All of last year was a blur of coursework, making art and activism. In December, shortly after our drink at Verona, she attended the United Nations Climate Change Conference in Madrid as part of an indigenous youth delegation, Te Ara Whatu. “We push for climate action from an indigenous perspective,” she explains.
“Indigenous people have been living with the land for millennia, in balance. We recognise we have to take this old knowledge and want to reintroduce it and push indigenous knowledge to the forefront of climate solutions.”
It was Te Ara Whatu’s third time attending but Hunt’s first, and when we speak, she’s equal parts excited and hesitant about what to expect. “It’s not for us and it never was, so we have to carve a space there,” she says, meaning the UN exists for politicians, not activists. What the conference does offer, though, is the chance to share knowledge and connect with the global indigenous community, and to figure out how to reframe narratives about climate change, especially as it affects indigenous people, so the message resonates more deeply. “The way politicians speak is really logistical and they’ll bring out stats, but that narrative never speaks to lived experiences of islands going underwater. We want to bring that humanity back to the conversation.”
In the end, film school was a bit of a bust. Hunt’s not sure she’ll pass (she blew off classes in favour of Ihumatao), but she’s pretty ambivalent about it. “As long as I get what I wanted out of it, as long as I get the skills, then cool. Everything else is optional to me.” Hunt has that enviable inner certainty many artists possess; she’s not too fazed about what she “should” be doing because what she wants from life and what she values are so clear to her. “Why would you not go where your strengths lie? That’s where you’ll be the most effective, and that’s probably where you’ll be most happy, too.”
Ihumatao has galvanised something in Hunt, and now she’s free from the framework of formal teaching and can pursue whatever projects she likes, she plans to blend her art and her activism, a combination she thinks will come naturally. “All indigenous narratives are political by default. It’s not the norm, so it’s always going to disrupt.”
The one project that made her year at film school feel worthwhile was directing the camera, lighting and audio for a short film about a young girl and her father and their shared struggle as they reconnect with te reo Maori.
Hunt loved it, partly because she related to the narrative, but also because the process showed her how amazing making a film could be. “I got a whole cast and crew that were Maori or Pasifika. I had no entitled white boys on my crew. Everything about it, from like the way we filmed it to the visuals, was exactly what I was envisioning.”
Hunt was due to miss the film’s first shared screening because of attending the UN conference. I suggest that this seems fitting and she laughs. She’s not bothered. She’s exactly where she needs to be.

= = = = = = =

### TASKS TO COMPLETE:
1 – In the piece about Hunt, which indigenous youth delegation did she travel with to the UN climate conference in Madrid?
2 – From the piece about Hunt, extract word for word the passage that begins at the words "Hunt loved it, partly" and stops after "needs to be.".
The material after the piece about Hunt is separate from it.

### SOURCE MATERIAL:
= = = = = = =

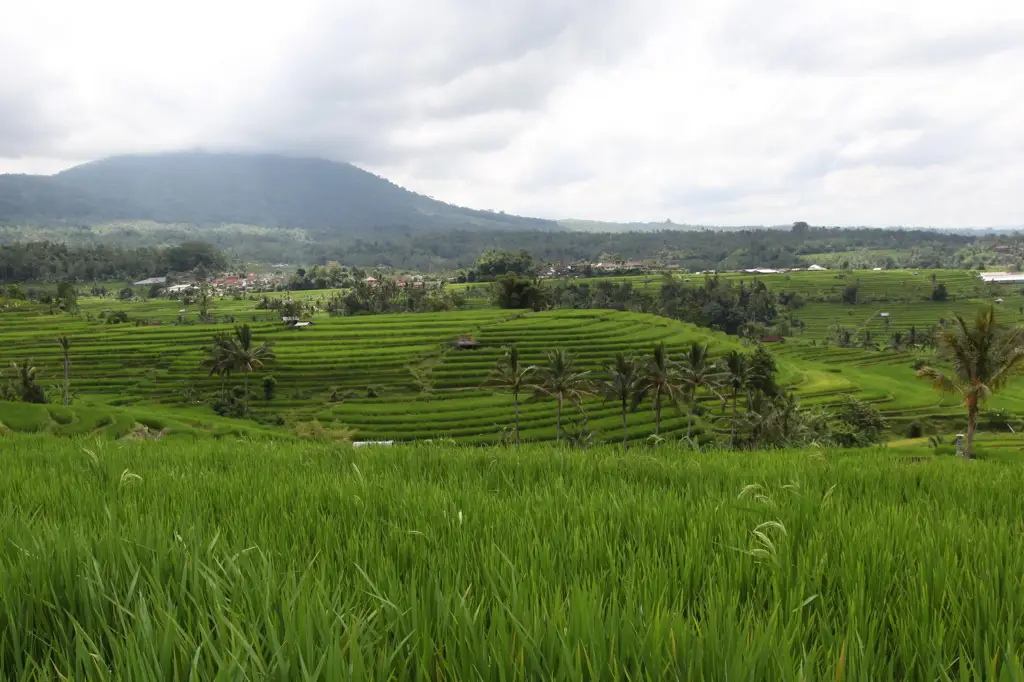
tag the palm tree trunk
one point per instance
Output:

= = = = = = =

### THE RESULTS:
1 – Te Ara Whatu

2 –
Hunt loved it, partly because she related to the narrative, but also because the process showed her how amazing making a film could be. “I got a whole cast and crew that were Maori or Pasifika. I had no entitled white boys on my crew. Everything about it, from like the way we filmed it to the visuals, was exactly what I was envisioning.”
Hunt was due to miss the film’s first shared screening because of attending the UN conference. I suggest that this seems fitting and she laughs. She’s not bothered. She’s exactly where she needs to be.